# start of PAGE EXCERPT

Amy Sherald, Michelle LaVaughn Robinson, 2018, oil on linen, 72 1/8 x 60 1/2 inches

Contributed by Margaret McCann /Amy Sherald’s paintings of mostly ordinary and upright African Americans, in “American Sublime” at the Whitney Museum, transcend portraiture, vaulting to socio-political metaphor. Their evocative titles – drawn from Emily Dickinson, Zora Neale Hurston, Toni Morrison, and other cultural figures – suggest an array of personalities or experiences. But the exhibition title, from Elizabeth Alexander’s poem of the same title, unsettles our understanding of what both figures and viewers behold. Michelle LaVaughn Robinson is one of two straightforward portraits in the show, and a personification of fortitude. Recalling mighty females of painting past – Ingres’s elegant dames, Velazquez’s princesses, the Virgin Marys of Piero della Francesca – her dress’s massive form becomes an apt visual metaphor for power, its striking design symbolically coordinating black and white, like El Lissitsky’s red and white.

Detail: Amy Sherald, Michelle LaVaughn Robinson, 2018, oil on linen, 72 1/8 x 60 1/2 inches 

Atop the mountainous gown the First Lady sits, more circumspect than relaxed, a somewhat reluctant heroine. Articulations of volume throughout the composition – modulations of anatomy, foreshortening of geometric pattern, overlap of wrist over knee – belie flatness. The Obamas’ grasp of their responsibility as trailblazers and role models shows in their choice of younger African American painters for official portraits. Sherald was selected to paint the first Black First Lady after becoming the first Black woman to win the Smithsonian National Portrait Gallery’s competition in 2016. President Donald Trump recently decreed that Vice President JD Vance would oversee that collection, which includes both Sherald’s portrait and Kehinde Wiley’s portrait of President Barack Obama, to “remove improper ideology.”

# end of PAGE EXCERPT
# start of DATA EXCERPTS

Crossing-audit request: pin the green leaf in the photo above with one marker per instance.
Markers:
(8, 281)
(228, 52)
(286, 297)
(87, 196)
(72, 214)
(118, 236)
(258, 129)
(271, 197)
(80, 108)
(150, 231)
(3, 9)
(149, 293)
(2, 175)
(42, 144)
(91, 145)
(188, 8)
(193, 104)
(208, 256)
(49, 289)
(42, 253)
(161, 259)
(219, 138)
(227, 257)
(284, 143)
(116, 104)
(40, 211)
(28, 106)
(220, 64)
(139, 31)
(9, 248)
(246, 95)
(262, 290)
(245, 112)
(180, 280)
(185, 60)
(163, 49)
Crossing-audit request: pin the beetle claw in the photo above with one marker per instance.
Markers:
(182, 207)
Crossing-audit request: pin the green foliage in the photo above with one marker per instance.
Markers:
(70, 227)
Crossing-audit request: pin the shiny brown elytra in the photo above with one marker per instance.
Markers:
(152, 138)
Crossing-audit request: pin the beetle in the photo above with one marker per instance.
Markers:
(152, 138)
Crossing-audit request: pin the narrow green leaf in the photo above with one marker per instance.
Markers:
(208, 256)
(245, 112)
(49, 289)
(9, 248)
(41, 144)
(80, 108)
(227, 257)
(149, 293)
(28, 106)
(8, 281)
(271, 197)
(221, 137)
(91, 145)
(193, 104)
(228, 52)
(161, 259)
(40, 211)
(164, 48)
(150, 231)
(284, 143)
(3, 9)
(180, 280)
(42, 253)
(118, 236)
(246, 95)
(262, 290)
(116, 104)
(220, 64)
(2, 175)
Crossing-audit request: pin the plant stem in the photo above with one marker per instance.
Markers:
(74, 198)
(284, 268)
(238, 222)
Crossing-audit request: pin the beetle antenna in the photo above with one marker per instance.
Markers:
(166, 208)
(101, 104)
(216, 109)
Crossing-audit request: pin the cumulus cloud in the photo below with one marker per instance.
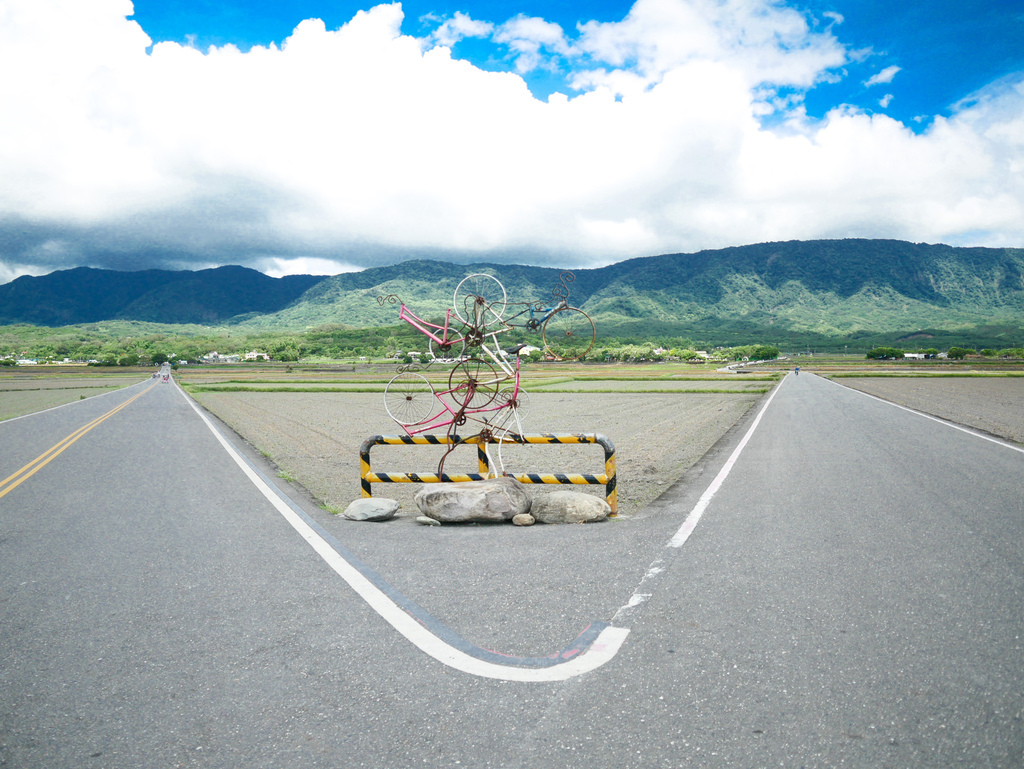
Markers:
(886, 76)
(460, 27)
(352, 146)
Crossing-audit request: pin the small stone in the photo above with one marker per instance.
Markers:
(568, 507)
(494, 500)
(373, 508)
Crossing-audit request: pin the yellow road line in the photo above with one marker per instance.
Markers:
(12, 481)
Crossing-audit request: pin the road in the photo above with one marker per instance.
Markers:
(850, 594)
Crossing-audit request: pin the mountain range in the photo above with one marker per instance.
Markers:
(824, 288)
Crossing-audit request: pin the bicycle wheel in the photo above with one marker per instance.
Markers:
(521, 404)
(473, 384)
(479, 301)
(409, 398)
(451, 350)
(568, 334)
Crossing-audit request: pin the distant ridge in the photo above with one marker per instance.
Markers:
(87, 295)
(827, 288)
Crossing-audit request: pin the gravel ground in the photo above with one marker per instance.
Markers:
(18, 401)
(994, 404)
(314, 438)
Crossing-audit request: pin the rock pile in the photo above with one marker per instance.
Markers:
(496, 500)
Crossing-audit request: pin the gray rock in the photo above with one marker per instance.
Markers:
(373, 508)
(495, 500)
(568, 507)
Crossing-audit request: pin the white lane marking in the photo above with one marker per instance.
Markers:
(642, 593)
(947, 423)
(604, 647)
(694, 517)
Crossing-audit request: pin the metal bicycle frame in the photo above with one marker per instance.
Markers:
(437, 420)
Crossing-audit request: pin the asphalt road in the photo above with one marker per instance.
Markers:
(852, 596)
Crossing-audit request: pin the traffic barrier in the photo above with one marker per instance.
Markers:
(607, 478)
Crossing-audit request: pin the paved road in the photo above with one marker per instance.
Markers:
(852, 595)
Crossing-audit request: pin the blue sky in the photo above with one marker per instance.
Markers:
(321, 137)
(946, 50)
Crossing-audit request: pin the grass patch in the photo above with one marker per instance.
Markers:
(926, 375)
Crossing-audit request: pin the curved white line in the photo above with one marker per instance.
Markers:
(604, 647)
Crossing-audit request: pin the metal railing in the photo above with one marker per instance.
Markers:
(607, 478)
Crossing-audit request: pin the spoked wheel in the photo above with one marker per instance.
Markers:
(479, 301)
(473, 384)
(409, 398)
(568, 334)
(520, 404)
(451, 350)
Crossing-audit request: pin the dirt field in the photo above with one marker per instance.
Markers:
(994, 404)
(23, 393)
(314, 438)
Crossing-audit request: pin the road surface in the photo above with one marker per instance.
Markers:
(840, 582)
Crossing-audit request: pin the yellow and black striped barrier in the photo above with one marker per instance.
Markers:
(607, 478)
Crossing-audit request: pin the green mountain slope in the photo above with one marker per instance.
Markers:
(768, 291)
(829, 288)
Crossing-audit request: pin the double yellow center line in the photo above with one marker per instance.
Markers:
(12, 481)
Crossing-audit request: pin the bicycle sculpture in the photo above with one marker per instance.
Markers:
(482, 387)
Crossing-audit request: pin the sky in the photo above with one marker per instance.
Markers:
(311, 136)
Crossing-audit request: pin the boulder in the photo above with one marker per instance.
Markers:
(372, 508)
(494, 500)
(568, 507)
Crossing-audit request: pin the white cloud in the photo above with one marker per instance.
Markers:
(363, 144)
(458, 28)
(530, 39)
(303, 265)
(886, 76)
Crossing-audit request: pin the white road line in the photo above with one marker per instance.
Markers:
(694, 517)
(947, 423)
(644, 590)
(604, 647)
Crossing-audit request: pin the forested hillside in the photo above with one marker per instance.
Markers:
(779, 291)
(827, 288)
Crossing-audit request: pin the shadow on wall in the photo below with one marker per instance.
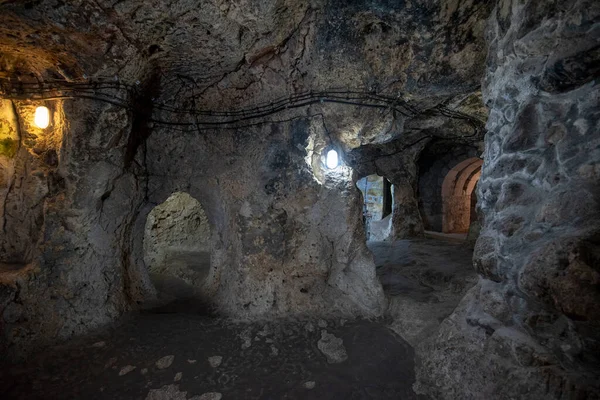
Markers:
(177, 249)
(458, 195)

# end of DATA EXCERPTS
# start of DATA EXCERPTS

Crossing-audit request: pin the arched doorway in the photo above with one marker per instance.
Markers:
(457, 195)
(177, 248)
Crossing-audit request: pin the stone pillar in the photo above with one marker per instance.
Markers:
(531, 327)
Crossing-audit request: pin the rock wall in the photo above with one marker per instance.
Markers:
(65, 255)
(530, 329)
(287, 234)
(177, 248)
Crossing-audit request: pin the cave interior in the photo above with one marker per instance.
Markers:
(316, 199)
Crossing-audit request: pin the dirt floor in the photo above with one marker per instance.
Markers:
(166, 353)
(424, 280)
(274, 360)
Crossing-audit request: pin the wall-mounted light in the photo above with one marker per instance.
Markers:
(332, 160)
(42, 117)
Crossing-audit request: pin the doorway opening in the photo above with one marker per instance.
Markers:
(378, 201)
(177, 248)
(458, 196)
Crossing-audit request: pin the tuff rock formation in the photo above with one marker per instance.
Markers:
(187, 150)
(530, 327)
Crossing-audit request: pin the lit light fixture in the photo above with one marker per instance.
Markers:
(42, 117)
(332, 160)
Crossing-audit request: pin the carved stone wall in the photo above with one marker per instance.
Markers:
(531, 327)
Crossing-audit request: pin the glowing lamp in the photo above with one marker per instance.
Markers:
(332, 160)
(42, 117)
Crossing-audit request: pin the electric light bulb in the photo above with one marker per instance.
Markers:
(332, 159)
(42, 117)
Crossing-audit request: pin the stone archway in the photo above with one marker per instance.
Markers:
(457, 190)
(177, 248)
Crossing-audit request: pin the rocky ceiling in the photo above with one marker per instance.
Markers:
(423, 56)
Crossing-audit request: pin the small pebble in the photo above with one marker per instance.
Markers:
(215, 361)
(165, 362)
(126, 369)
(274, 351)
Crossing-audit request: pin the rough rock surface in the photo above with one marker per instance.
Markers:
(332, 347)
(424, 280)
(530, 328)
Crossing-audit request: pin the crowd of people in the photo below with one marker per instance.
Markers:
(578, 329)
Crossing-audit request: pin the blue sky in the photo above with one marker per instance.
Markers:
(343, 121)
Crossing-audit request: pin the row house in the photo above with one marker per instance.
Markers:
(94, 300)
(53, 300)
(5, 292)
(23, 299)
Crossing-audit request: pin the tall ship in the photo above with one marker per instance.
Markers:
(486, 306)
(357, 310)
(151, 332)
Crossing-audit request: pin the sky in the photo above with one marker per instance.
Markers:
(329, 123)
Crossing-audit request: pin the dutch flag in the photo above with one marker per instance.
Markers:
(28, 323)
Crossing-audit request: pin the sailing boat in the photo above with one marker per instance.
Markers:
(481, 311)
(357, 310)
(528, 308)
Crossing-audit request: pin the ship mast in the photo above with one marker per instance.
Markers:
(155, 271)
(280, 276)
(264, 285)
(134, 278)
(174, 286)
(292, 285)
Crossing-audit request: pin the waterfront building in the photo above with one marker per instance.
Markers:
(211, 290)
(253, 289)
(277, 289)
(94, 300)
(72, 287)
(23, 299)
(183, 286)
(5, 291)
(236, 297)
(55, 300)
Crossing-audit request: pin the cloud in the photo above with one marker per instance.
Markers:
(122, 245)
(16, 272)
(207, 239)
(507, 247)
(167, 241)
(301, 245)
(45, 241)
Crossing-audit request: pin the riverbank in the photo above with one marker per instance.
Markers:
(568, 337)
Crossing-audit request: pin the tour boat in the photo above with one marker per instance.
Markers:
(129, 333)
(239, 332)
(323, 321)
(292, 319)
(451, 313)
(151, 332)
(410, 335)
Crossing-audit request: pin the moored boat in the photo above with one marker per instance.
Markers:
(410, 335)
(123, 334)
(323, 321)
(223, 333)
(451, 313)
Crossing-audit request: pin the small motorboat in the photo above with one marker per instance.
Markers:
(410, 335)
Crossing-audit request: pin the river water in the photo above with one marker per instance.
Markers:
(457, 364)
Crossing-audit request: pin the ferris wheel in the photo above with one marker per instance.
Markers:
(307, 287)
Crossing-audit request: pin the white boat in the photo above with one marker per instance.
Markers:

# end of DATA EXCERPTS
# start of DATA EXCERPTS

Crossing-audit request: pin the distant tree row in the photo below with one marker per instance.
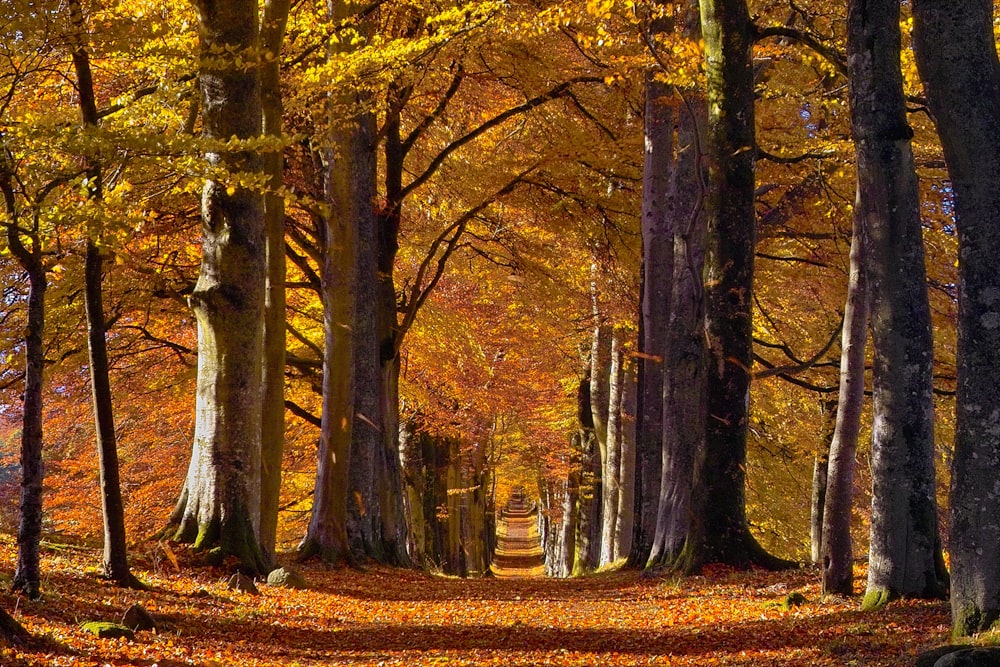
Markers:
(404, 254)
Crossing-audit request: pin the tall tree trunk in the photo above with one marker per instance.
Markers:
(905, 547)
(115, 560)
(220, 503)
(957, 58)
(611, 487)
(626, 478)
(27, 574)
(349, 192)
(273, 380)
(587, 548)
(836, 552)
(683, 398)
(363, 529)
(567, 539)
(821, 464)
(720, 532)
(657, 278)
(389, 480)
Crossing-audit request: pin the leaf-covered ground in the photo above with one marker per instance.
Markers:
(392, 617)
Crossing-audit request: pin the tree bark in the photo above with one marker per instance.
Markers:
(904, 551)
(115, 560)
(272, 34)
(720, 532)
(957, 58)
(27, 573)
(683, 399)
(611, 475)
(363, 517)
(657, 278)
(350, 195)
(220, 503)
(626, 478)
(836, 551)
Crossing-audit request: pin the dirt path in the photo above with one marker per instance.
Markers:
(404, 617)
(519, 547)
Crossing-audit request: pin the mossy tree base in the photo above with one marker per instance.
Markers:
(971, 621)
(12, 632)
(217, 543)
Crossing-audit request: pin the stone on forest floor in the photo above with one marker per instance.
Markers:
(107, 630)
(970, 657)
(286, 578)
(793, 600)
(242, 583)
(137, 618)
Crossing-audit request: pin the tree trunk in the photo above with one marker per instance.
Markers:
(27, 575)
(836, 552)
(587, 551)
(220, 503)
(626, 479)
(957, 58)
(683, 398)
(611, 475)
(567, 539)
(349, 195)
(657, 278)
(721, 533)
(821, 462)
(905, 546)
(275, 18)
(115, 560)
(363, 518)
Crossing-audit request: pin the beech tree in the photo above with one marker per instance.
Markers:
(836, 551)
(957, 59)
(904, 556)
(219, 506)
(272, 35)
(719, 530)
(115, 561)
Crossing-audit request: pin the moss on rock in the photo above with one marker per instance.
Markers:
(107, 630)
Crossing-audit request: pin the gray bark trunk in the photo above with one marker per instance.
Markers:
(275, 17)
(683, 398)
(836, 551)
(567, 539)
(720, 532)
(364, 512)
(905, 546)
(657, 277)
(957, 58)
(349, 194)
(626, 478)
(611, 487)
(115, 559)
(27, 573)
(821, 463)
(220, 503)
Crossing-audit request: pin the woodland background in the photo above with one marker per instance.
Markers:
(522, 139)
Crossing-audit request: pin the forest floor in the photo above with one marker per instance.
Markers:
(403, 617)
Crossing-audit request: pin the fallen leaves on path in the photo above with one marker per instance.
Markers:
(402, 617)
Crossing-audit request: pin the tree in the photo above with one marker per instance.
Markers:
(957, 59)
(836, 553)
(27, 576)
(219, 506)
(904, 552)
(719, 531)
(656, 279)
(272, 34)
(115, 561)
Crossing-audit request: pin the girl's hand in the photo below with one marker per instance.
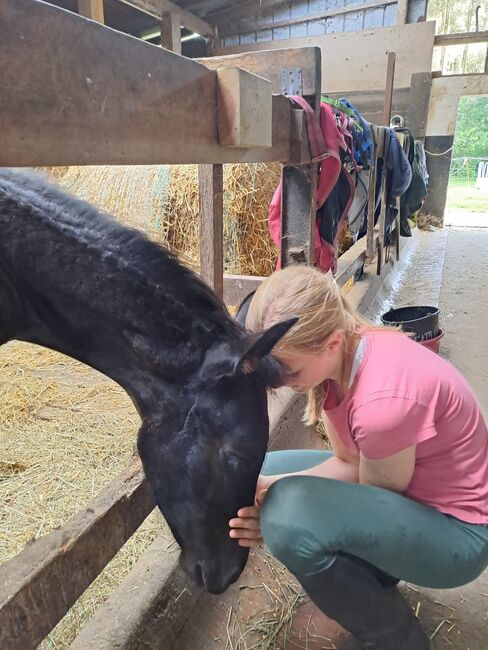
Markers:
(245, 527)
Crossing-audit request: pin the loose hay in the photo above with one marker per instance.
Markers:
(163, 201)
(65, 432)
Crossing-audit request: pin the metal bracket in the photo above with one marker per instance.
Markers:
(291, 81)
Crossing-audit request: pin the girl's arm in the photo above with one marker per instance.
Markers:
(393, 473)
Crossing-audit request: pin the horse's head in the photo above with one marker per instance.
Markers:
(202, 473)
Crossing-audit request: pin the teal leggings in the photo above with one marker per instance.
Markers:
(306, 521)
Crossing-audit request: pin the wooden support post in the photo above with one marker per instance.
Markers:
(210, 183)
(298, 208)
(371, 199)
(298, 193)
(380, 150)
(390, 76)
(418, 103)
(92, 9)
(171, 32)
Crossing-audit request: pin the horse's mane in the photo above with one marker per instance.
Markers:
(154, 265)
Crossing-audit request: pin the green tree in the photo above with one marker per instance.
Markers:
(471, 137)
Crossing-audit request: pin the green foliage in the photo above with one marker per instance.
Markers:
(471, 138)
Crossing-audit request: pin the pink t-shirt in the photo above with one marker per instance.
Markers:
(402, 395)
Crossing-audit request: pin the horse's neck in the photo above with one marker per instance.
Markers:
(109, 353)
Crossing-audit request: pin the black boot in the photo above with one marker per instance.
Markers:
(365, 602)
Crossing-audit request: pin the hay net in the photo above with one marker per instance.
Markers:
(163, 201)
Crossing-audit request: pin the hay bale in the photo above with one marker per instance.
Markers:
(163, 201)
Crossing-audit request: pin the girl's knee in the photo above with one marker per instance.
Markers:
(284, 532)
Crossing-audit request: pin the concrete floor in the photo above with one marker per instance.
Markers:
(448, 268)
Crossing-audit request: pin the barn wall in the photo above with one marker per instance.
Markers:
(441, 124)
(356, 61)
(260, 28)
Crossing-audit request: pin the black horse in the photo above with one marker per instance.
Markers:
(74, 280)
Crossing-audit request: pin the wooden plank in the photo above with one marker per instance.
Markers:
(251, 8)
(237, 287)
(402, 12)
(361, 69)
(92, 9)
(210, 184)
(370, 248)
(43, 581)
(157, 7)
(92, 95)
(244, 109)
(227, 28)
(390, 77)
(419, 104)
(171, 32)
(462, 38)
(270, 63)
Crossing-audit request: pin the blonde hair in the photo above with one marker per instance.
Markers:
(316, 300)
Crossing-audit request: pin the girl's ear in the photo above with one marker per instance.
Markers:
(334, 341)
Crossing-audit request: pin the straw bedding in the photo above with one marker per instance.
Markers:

# end of DATA EXCERPTS

▶ **STATED GOAL**: Pick up the review of Amy Sherald's "American Sublime" exhibition after its final sentence and carry it forward.

▶ **ANSWER FOR THE TASK**:
 

Amy Sherald, Hangman, 2007, oil on linen, 100 x 67 inches

Given her background, Sherald’s paintings can’t help but reflect the African American struggle from marginalization to prominence, emblematized by Barack Obama’s two terms as president and the Black Lives Matter movement. The elegiac Hangman, painted a year before Obama’s victory in the 2008 election, is the most cynical image in the show. The figure’s undershirt and bare feet indicate the disadvantage framed by Social Realism, the painting’s texture and verticality Gustav Klimt’s Symbolism, the piece’s mood and tonality the work of Odd Nerdrum, with whom Sherald studied. Faint text at the top resembles the macabre childhood word game in which players build a virtual gallows. The body, in profile, hovers as much as it hangs, its dissolution into figure-ground equivocation, soft brushwork, and soothing color quietly delivering the horror of lynching. Suppressed anger, like that in Billie Holiday’s Strange Fruit, looms in red silhouettes that witness, warn, or mourn.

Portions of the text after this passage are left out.